■ **SET TASK**: Rewrite all the items below as a numbered list and leave out any blank lines.

■ **EXTRACTED DATA**:

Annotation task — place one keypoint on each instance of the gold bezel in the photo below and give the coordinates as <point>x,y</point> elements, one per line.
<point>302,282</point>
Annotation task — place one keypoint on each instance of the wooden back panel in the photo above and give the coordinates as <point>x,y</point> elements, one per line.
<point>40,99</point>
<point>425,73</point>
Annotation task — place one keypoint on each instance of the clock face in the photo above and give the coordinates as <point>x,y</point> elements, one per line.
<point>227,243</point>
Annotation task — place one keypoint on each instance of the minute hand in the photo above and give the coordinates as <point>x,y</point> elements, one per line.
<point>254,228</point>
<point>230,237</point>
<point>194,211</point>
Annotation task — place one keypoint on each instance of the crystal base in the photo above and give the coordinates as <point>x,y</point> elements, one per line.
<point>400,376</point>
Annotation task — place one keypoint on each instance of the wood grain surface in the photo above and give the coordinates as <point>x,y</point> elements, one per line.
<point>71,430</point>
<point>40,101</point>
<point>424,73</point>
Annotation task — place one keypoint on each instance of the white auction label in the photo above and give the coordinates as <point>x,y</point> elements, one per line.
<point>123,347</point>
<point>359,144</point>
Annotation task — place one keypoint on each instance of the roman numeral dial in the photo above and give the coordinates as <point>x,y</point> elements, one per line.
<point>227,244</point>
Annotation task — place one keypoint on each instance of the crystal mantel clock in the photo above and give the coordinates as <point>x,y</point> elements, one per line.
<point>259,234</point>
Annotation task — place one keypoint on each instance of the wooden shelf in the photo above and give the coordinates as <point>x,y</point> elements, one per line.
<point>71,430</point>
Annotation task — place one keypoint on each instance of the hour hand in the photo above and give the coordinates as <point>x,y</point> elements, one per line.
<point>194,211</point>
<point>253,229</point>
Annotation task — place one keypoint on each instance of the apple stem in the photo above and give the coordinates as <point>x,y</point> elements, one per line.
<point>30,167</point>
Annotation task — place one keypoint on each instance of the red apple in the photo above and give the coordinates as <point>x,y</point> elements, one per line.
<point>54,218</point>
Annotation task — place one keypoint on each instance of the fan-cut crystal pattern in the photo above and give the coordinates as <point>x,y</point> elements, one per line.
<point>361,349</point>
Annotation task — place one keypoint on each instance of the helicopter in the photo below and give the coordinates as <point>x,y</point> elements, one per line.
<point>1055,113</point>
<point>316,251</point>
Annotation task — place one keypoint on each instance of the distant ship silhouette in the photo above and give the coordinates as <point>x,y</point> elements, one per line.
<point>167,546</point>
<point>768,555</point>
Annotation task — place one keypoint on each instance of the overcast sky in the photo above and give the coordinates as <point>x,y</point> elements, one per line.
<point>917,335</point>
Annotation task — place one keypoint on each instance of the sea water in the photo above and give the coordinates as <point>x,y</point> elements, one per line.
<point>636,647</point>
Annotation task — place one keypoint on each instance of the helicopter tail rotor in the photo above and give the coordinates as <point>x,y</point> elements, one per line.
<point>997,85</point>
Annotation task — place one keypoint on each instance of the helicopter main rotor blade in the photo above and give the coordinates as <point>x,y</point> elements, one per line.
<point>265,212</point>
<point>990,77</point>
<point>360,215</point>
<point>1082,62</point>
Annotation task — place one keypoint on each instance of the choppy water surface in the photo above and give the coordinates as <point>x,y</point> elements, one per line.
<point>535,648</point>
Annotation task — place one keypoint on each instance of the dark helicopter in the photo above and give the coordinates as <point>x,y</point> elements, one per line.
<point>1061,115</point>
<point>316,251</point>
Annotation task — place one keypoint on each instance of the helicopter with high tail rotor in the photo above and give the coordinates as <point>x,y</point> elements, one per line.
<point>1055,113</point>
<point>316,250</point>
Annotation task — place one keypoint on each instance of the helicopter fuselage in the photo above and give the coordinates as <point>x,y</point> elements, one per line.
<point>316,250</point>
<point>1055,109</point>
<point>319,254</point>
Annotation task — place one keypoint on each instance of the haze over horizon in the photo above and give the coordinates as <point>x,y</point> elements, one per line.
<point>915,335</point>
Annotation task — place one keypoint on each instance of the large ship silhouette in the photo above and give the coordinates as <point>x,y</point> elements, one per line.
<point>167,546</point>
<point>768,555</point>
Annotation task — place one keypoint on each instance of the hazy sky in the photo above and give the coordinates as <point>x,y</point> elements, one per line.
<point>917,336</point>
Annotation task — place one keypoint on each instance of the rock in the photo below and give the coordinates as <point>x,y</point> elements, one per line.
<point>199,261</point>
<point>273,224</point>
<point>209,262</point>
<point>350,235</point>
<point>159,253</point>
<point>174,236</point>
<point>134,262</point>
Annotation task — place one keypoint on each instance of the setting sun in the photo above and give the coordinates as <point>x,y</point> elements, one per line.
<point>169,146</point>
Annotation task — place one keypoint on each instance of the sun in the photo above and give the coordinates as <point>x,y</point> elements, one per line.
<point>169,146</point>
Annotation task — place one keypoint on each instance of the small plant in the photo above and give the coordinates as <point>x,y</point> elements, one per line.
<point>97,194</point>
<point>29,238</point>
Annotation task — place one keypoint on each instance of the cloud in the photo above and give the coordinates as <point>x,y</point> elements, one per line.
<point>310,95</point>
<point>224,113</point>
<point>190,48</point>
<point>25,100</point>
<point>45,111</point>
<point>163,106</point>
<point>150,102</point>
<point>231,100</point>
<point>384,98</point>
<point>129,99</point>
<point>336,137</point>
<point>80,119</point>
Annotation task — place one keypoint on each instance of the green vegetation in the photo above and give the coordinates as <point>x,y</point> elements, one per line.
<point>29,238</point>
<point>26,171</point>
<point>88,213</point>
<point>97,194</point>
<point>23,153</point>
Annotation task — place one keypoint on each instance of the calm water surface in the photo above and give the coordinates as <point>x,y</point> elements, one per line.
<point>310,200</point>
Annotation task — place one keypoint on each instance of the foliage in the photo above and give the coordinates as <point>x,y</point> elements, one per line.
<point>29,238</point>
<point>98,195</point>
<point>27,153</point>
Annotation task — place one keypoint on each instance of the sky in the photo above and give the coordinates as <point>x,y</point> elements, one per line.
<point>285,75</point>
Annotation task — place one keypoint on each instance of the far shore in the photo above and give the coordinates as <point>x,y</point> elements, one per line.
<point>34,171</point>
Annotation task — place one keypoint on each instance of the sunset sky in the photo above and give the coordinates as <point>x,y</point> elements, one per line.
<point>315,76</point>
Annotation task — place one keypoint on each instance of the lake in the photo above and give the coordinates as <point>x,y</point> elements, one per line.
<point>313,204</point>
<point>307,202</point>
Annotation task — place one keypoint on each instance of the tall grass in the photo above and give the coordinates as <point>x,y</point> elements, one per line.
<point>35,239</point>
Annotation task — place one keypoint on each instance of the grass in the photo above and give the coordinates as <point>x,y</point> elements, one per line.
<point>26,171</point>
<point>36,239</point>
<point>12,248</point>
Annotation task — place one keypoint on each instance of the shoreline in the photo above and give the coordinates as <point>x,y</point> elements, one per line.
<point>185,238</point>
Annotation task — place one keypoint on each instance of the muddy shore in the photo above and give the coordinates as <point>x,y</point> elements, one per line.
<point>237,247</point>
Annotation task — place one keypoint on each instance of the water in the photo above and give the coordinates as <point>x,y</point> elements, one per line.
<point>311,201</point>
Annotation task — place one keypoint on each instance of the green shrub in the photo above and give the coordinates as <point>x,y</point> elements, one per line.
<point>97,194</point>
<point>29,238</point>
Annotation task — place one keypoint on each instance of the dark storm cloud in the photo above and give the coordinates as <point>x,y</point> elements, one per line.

■ **SOLUTION FOR THIS PROBLEM**:
1. Annotation task — place one keypoint on each instance of the gold bezel in the photo below and give the coordinates as <point>x,y</point> elements, one per line.
2. <point>302,282</point>
3. Annotation task — place one keypoint on each instance of the wooden back panel in the photo above and give the coordinates as <point>x,y</point> elements, one per line.
4. <point>40,99</point>
5. <point>425,73</point>
6. Annotation task — place one keypoint on each instance of the clock face in the photo above and give the coordinates as <point>x,y</point> elements, one per line.
7. <point>227,243</point>
8. Annotation task — place one keypoint on each instance of the minute hand in the photo above and give the coordinates as <point>x,y</point> elements, one per line.
9. <point>254,228</point>
10. <point>230,237</point>
11. <point>194,211</point>
12. Annotation task — place one keypoint on each instance of the crystal base in the photo above and give the coordinates as <point>x,y</point> elements, one per line.
13. <point>400,376</point>
14. Annotation task — place one keypoint on each instance of the wood grain surface in the photo above and give the coordinates as <point>x,y</point> elements, one per line.
15. <point>71,430</point>
16. <point>40,101</point>
17. <point>424,73</point>
18. Annotation task — place one keypoint on each instance of the white auction label in the photo above and give the coordinates as <point>x,y</point> elements, one per line.
19. <point>123,347</point>
20. <point>359,144</point>
21. Annotation task — place one keypoint on each instance of the roman numeral dial in the photo above and give the coordinates as <point>x,y</point> elements, one per line.
22. <point>227,244</point>
23. Annotation task — place one keypoint on each instance of the crystal mantel clock in the photo above and give the coordinates as <point>x,y</point> elements, one per line.
24. <point>259,234</point>
25. Annotation task — place one keypoint on each instance of the wooden shelf in the photo above and give the coordinates as <point>x,y</point> elements, one per line.
26. <point>71,430</point>
27. Annotation task — place one keypoint on each instance of the hour hand in the photo above and give the coordinates as <point>x,y</point> elements, one per line.
28. <point>194,211</point>
29. <point>253,229</point>
30. Annotation task — place one keypoint on each instance of the apple stem in the photo above and give the coordinates as <point>x,y</point> elements, one per line.
31. <point>30,167</point>
32. Annotation task — place one keypoint on each instance of the red apple in the photo above and give the coordinates as <point>x,y</point> elements, one per line.
33. <point>54,218</point>
34. Annotation task — place one keypoint on each instance of the fan-cut crystal pattern in the photo above and give the coordinates as <point>x,y</point> elements, one per line.
35. <point>361,349</point>
36. Annotation task — place one keypoint on each instance of the helicopter in the photo below and give the coordinates as <point>x,y</point> elements, one per line.
37. <point>1055,113</point>
38. <point>316,251</point>
39. Annotation task — place one keypoint on each instance of the distant ship silhouette in the photo above and give the coordinates as <point>x,y</point> elements, one per line.
40. <point>167,546</point>
41. <point>768,555</point>
42. Annotation task — place one keypoint on each instance of the overcast sky in the photo above and give the coordinates as <point>x,y</point> elements, one per line.
43. <point>917,335</point>
44. Annotation task — place one keypoint on each instance of the sea water in the photo above and give the coordinates as <point>x,y</point> elements, one per line.
45. <point>636,647</point>
46. Annotation task — place one keypoint on each instance of the helicopter tail rotor in the photo above and give the coordinates as <point>x,y</point> elements, one per line.
47. <point>997,85</point>
48. Annotation task — place one keypoint on each instance of the helicopter main rotor blade in the photo above and give the coordinates as <point>x,y</point> elements, one per line.
49. <point>265,212</point>
50. <point>990,77</point>
51. <point>360,215</point>
52. <point>1082,62</point>
53. Annotation task — place one keypoint on each instance of the choppy water surface in the photo above and give the coordinates as <point>x,y</point> elements, one per line.
54. <point>535,648</point>
55. Annotation task — place one keypoint on each instance of the dark helicopter in the photo above and give the coordinates as <point>x,y</point> elements, one per line.
56. <point>1061,115</point>
57. <point>316,251</point>
58. Annotation task — place one keypoint on each instance of the helicopter with high tail rotor in the photo above and give the coordinates as <point>x,y</point> elements, one per line.
59. <point>1055,113</point>
60. <point>316,250</point>
61. Annotation task — place one keypoint on each instance of the helicopter fuselage in the photo above and give the coordinates as <point>x,y</point> elements, one per line.
62. <point>316,250</point>
63. <point>1055,109</point>
64. <point>319,254</point>
65. Annotation task — place one keypoint on each instance of the haze over horizon in the photo above and give the coordinates as <point>x,y</point> elements, one per line.
66. <point>915,335</point>
67. Annotation task — place one keypoint on each instance of the large ship silhouette in the photo above and give the coordinates as <point>x,y</point> elements, one per line.
68. <point>167,546</point>
69. <point>768,555</point>
70. Annotation task — place one keypoint on each instance of the hazy sky in the photo above and give the coordinates as <point>x,y</point> elements, one per line.
71. <point>917,336</point>
72. Annotation task — place one keypoint on each instance of the rock in the photo below and give the coordinates as <point>x,y</point> elements, one per line.
73. <point>199,261</point>
74. <point>273,224</point>
75. <point>209,262</point>
76. <point>350,235</point>
77. <point>159,253</point>
78. <point>174,236</point>
79. <point>134,262</point>
80. Annotation task — place one keypoint on each instance of the setting sun in the photo above and give the coordinates as <point>x,y</point> elements, one per line.
81. <point>169,146</point>
82. Annotation task — place one keypoint on each instance of the sun in the photo above and give the coordinates as <point>x,y</point> elements, one per line.
83. <point>169,146</point>
84. Annotation task — place one keypoint on each instance of the small plant in the photo above and give the coordinates as <point>x,y</point> elements, one per line.
85. <point>97,194</point>
86. <point>29,238</point>
87. Annotation task — place one keypoint on each instance of the cloud in the photo above and give the coordinates as <point>x,y</point> elements, one per line.
88. <point>310,95</point>
89. <point>224,113</point>
90. <point>190,48</point>
91. <point>25,100</point>
92. <point>45,111</point>
93. <point>163,106</point>
94. <point>150,102</point>
95. <point>231,100</point>
96. <point>384,98</point>
97. <point>129,99</point>
98. <point>336,137</point>
99. <point>80,119</point>
100. Annotation task — place one keypoint on each instance of the green vegetation in the photo above and give the coordinates as <point>x,y</point> elements, one per line.
101. <point>29,238</point>
102. <point>26,171</point>
103. <point>88,213</point>
104. <point>97,194</point>
105. <point>23,153</point>
106. Annotation task — place one keypoint on each instance of the calm water surface in the photo above and give the coordinates as <point>x,y</point> elements, one per line.
107. <point>310,200</point>
108. Annotation task — place one keypoint on each instance of the foliage in the photo above and give the coordinates as <point>x,y</point> elements, one per line.
109. <point>29,238</point>
110. <point>98,195</point>
111. <point>27,153</point>
112. Annotation task — place one keypoint on each instance of the sky in the photo above and give the coordinates as <point>x,y</point> elements, one per line.
113. <point>285,75</point>
114. Annotation task — place one keypoint on each instance of the far shore in the photo above and give the coordinates as <point>x,y</point> elements, one per line.
115. <point>34,171</point>
116. Annotation task — place one keypoint on each instance of the sunset sky in the photo above and give the coordinates as <point>x,y</point> elements, one per line.
117. <point>315,76</point>
118. Annotation task — place one keypoint on each instance of the lake in the photo above and give the coordinates as <point>x,y</point> elements, one per line.
119. <point>313,204</point>
120. <point>307,202</point>
121. Annotation task — place one keypoint on each instance of the tall grass in the photo above and give the coordinates as <point>x,y</point> elements, one per line.
122. <point>35,239</point>
123. Annotation task — place one keypoint on each instance of the grass in the photo above and give the coordinates as <point>x,y</point> elements, one per line.
124. <point>26,171</point>
125. <point>36,239</point>
126. <point>12,248</point>
127. Annotation task — place one keypoint on each instance of the shoreline in the photo above and give the coordinates as <point>x,y</point> elements, one per line.
128. <point>185,238</point>
129. Annotation task — place one keypoint on each instance of the muddy shore in the photo above and give the coordinates as <point>x,y</point> elements, one per line.
130. <point>237,247</point>
131. Annotation task — place one keypoint on each instance of the water in the photo above and give the coordinates as <point>x,y</point> elements, one per line.
132. <point>311,201</point>
133. Annotation task — place one keypoint on each instance of the green shrub in the photo above and give the coordinates as <point>x,y</point> elements, one per line.
134. <point>97,194</point>
135. <point>29,238</point>
136. Annotation task — place one keypoint on each instance of the dark storm cloud in the photo above and give the coordinates as <point>x,y</point> elements, one per line.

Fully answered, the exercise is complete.